Der Beschwerdeführer erhob zunächst Beschwerde an den Verfassungsgerichtshof, der jedoch die Behandlung der Beschwerde mit Beschluß vom 14. Juni 1994, B 1046/94-3, ablehnte und sie dem Verwaltungsgerichtshof gemäß Art. 144 Abs. 3 B-VG zur Entscheidung abtrat.

Die belangte Behörde legte die Akten des Verwaltungsverfahrens vor und erstattete eine Gegenschrift mit dem Antrag, die Beschwerde kostenpflichtig zurückzuweisen, in eventu als unbegründet abzuweisen. Die mitbeteiligte Partei erstattete ebenfalls eine Gegenschrift.

Die Beschwerde ist nicht zulässig.

__DATENZEILEN__.
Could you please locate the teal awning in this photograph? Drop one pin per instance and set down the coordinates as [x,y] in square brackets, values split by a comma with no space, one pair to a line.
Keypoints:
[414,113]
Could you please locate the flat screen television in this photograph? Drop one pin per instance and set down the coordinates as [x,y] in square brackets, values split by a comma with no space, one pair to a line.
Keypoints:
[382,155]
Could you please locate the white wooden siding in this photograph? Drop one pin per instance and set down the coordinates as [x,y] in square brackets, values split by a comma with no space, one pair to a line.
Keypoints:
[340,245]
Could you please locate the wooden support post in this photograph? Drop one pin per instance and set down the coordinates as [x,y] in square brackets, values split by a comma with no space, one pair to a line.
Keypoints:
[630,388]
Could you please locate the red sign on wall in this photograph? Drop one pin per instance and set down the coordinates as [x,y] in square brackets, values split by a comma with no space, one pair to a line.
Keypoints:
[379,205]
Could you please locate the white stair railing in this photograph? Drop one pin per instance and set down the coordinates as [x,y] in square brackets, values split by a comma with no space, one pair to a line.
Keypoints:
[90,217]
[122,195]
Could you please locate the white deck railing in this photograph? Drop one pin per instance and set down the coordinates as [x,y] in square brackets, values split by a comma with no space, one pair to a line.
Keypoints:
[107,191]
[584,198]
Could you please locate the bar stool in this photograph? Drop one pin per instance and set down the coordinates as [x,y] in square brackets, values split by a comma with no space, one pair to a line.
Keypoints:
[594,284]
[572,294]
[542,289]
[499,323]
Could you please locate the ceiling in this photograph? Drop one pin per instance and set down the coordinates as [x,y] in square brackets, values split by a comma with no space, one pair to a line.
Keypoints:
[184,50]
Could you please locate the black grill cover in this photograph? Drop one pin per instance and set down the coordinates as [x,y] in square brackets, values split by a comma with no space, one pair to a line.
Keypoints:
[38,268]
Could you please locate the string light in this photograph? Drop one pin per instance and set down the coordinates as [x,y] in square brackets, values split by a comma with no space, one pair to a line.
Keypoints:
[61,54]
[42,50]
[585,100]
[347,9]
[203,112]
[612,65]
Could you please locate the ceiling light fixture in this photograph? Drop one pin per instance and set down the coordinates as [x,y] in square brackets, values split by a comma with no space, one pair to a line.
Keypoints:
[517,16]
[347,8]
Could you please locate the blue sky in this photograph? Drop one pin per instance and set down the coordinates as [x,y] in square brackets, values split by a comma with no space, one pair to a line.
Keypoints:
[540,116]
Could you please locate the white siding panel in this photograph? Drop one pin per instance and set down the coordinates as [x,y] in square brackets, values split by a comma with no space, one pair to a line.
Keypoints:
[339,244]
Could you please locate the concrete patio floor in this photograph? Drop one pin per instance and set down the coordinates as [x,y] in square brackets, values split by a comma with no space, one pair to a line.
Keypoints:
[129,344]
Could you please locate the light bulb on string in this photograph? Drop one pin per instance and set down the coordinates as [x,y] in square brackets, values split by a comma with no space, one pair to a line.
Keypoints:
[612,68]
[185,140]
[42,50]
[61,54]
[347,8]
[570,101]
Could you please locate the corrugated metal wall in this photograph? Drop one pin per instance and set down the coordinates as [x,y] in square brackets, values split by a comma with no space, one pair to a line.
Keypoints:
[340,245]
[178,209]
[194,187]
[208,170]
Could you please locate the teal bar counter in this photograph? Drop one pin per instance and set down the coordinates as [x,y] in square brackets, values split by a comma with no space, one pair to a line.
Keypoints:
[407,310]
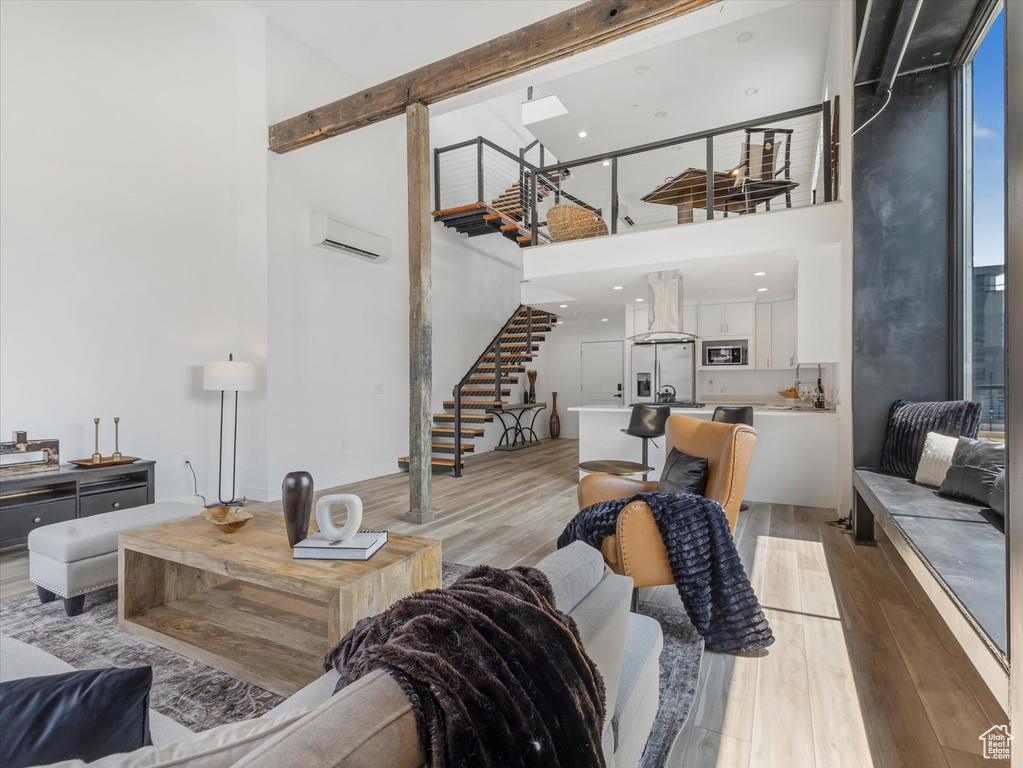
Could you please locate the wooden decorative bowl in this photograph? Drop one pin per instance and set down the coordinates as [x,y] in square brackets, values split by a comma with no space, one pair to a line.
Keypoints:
[227,518]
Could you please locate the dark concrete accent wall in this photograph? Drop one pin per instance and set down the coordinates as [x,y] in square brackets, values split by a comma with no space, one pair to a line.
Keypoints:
[900,306]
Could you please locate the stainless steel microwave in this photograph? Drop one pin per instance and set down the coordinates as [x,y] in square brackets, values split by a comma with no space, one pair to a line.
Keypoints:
[725,355]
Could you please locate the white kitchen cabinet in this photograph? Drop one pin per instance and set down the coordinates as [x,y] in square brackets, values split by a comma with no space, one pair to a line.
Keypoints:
[725,319]
[763,340]
[783,335]
[710,319]
[690,318]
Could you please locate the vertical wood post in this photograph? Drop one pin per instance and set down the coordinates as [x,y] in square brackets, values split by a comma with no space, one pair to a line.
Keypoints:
[419,315]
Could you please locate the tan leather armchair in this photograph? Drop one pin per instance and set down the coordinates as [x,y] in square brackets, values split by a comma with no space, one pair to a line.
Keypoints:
[636,549]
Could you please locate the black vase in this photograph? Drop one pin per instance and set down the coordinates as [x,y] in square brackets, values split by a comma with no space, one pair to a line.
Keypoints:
[297,496]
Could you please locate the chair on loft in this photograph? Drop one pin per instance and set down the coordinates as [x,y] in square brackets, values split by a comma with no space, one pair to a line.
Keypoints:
[764,170]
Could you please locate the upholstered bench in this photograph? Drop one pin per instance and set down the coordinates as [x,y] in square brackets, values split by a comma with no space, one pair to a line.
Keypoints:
[67,559]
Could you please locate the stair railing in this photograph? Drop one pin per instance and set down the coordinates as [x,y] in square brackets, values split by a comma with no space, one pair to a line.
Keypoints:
[495,344]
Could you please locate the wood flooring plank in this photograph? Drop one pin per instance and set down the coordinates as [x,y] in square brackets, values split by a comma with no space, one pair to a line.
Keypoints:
[783,725]
[709,750]
[953,712]
[839,729]
[727,693]
[900,732]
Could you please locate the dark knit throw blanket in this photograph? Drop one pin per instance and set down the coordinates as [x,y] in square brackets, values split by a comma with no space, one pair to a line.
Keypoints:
[709,576]
[497,676]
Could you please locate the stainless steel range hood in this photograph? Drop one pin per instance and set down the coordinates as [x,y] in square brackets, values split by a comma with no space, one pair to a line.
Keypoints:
[664,303]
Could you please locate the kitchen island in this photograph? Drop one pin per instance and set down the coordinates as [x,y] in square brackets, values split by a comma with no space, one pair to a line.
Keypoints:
[795,460]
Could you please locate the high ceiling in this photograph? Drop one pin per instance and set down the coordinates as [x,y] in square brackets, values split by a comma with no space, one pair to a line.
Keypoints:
[376,40]
[591,296]
[699,81]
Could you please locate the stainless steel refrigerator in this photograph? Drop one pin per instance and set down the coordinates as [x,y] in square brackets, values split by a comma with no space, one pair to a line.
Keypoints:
[665,363]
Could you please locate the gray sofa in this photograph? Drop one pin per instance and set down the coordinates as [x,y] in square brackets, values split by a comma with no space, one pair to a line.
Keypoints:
[369,724]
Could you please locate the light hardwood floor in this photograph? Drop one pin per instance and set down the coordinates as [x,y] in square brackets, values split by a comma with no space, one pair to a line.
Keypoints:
[862,672]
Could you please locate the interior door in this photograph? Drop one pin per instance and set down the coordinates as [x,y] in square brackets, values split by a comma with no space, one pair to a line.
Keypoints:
[603,372]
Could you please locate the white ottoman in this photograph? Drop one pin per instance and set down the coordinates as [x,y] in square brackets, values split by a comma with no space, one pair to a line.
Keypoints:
[67,559]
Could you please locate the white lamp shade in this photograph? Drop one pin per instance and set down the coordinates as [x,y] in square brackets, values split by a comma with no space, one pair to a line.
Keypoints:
[229,375]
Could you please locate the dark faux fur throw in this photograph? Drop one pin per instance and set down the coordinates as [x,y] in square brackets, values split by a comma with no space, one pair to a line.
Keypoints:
[709,576]
[497,676]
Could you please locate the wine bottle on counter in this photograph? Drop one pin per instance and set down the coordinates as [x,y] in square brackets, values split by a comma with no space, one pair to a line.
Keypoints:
[818,396]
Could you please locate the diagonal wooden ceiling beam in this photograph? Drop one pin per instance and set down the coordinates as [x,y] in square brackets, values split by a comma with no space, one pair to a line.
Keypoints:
[579,29]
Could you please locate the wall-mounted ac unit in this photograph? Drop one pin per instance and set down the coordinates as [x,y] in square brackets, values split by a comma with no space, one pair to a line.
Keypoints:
[337,236]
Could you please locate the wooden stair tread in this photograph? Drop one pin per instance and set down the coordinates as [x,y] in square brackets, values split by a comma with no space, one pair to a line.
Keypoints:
[459,210]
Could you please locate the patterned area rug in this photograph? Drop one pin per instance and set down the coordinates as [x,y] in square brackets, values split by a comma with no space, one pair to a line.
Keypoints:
[201,697]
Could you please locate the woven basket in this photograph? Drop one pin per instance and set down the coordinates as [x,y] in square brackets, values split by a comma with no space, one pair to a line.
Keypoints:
[566,222]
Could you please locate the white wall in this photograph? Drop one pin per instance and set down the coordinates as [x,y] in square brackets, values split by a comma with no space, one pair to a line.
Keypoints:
[119,239]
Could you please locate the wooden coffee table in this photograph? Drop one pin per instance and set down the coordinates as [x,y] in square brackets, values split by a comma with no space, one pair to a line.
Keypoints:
[238,602]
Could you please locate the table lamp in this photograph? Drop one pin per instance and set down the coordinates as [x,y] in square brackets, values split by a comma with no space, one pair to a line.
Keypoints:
[228,375]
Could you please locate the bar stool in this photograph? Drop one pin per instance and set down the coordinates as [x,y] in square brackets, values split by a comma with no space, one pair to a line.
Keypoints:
[648,422]
[735,414]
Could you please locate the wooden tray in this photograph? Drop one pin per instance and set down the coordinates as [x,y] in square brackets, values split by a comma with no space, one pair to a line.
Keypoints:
[105,461]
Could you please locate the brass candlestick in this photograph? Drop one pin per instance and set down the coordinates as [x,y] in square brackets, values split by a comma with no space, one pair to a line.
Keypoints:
[117,448]
[97,456]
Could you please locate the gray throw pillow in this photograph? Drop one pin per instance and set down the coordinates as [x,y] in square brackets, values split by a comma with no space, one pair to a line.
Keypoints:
[683,473]
[996,500]
[975,465]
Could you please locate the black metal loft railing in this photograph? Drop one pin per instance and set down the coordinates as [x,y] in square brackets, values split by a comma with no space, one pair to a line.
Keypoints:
[478,172]
[789,159]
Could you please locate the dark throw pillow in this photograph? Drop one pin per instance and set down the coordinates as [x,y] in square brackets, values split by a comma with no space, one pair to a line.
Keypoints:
[683,473]
[908,423]
[975,465]
[996,500]
[83,715]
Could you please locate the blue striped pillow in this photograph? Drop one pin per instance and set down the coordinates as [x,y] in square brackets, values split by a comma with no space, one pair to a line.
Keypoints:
[908,423]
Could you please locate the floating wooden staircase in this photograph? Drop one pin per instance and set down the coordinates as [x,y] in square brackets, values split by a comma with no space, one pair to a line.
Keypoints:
[479,392]
[505,214]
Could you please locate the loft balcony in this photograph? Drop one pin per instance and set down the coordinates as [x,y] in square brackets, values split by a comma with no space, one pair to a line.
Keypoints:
[776,162]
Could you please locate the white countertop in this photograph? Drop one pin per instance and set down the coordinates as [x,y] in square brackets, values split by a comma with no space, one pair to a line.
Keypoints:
[705,411]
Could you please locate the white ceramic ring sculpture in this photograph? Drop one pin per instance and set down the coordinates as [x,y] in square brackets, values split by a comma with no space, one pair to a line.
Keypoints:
[325,521]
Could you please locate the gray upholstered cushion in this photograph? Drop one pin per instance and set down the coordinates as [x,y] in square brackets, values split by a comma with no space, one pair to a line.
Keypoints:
[638,692]
[87,537]
[365,725]
[573,572]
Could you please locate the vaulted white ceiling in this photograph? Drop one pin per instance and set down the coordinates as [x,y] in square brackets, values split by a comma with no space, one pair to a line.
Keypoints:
[376,40]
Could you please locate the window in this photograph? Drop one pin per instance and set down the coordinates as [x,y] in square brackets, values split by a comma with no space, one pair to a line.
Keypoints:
[983,341]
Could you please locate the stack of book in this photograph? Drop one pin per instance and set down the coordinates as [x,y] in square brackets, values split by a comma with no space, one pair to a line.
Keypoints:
[362,546]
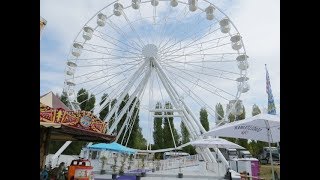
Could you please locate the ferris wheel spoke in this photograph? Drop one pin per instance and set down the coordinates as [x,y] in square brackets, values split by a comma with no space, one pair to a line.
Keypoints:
[115,92]
[112,65]
[104,58]
[211,54]
[96,94]
[197,78]
[190,34]
[82,75]
[200,43]
[180,15]
[165,50]
[117,56]
[201,73]
[190,92]
[133,29]
[121,33]
[197,84]
[202,50]
[109,48]
[200,61]
[119,41]
[198,51]
[207,67]
[104,39]
[117,73]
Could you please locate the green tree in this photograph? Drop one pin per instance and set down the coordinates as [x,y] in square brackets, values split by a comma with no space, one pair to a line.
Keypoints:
[167,137]
[64,98]
[242,142]
[86,104]
[157,129]
[256,146]
[82,97]
[186,138]
[231,118]
[136,139]
[121,106]
[255,110]
[204,118]
[219,113]
[105,110]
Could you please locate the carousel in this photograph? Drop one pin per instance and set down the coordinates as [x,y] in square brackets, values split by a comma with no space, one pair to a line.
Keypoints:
[59,123]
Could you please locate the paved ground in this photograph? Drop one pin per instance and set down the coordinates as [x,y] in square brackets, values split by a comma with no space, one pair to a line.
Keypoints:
[195,172]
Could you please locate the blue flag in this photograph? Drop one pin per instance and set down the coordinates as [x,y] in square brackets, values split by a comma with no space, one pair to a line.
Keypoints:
[271,105]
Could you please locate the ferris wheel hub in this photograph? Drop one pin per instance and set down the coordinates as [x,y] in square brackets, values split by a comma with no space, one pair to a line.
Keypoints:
[150,51]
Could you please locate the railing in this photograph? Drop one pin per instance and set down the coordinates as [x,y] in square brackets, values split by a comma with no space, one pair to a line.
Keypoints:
[174,165]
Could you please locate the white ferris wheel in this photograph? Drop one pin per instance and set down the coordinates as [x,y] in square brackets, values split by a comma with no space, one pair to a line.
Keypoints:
[185,52]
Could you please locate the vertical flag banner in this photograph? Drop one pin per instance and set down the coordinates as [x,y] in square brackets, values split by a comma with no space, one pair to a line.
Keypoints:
[271,105]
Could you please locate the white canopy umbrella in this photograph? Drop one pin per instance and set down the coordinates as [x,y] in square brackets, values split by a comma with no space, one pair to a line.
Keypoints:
[262,127]
[215,142]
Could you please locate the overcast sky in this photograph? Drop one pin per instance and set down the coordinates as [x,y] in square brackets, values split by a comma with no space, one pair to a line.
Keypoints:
[257,21]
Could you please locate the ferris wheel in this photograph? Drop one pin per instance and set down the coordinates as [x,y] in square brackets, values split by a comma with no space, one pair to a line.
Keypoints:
[188,53]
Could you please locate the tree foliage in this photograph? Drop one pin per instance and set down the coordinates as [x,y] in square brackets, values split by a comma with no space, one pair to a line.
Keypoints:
[204,118]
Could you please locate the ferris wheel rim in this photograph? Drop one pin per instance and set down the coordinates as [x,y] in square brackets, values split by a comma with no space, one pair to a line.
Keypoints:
[238,95]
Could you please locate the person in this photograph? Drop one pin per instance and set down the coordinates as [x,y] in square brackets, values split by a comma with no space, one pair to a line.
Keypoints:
[61,171]
[44,174]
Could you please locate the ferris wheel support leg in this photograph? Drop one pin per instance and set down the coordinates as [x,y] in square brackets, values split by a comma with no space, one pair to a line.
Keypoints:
[175,101]
[127,118]
[58,153]
[196,125]
[162,73]
[139,89]
[124,93]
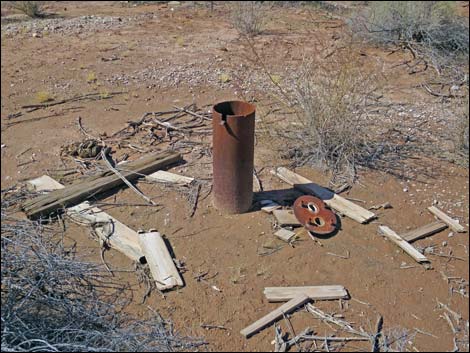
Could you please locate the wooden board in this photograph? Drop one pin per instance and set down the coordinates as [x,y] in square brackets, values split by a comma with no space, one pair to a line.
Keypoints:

__AUFGABEN ZUR ÜBUNG__.
1. Geben Sie aus dem Textauszug alles von „Der Beschwerdeführer erhob“ bis hinunter zu „ist nicht zulässig.“ wortgetreu wieder.
2. Mit welchem Antrag erstattete die belangte Behörde laut Textauszug ihre Gegenschrift?
Die Zeilen werden für die Bearbeitung nicht benötigt.

__LÖSUNGEN__.
1.
Der Beschwerdeführer erhob zunächst Beschwerde an den Verfassungsgerichtshof, der jedoch die Behandlung der Beschwerde mit Beschluß vom 14. Juni 1994, B 1046/94-3, ablehnte und sie dem Verwaltungsgerichtshof gemäß Art. 144 Abs. 3 B-VG zur Entscheidung abtrat.

Die belangte Behörde legte die Akten des Verwaltungsverfahrens vor und erstattete eine Gegenschrift mit dem Antrag, die Beschwerde kostenpflichtig zurückzuweisen, in eventu als unbegründet abzuweisen. Die mitbeteiligte Partei erstattete ebenfalls eine Gegenschrift.

Die Beschwerde ist nicht zulässig.

2. Mit dem Antrag, die Beschwerde kostenpflichtig zurückzuweisen, in eventu als unbegründet abzuweisen.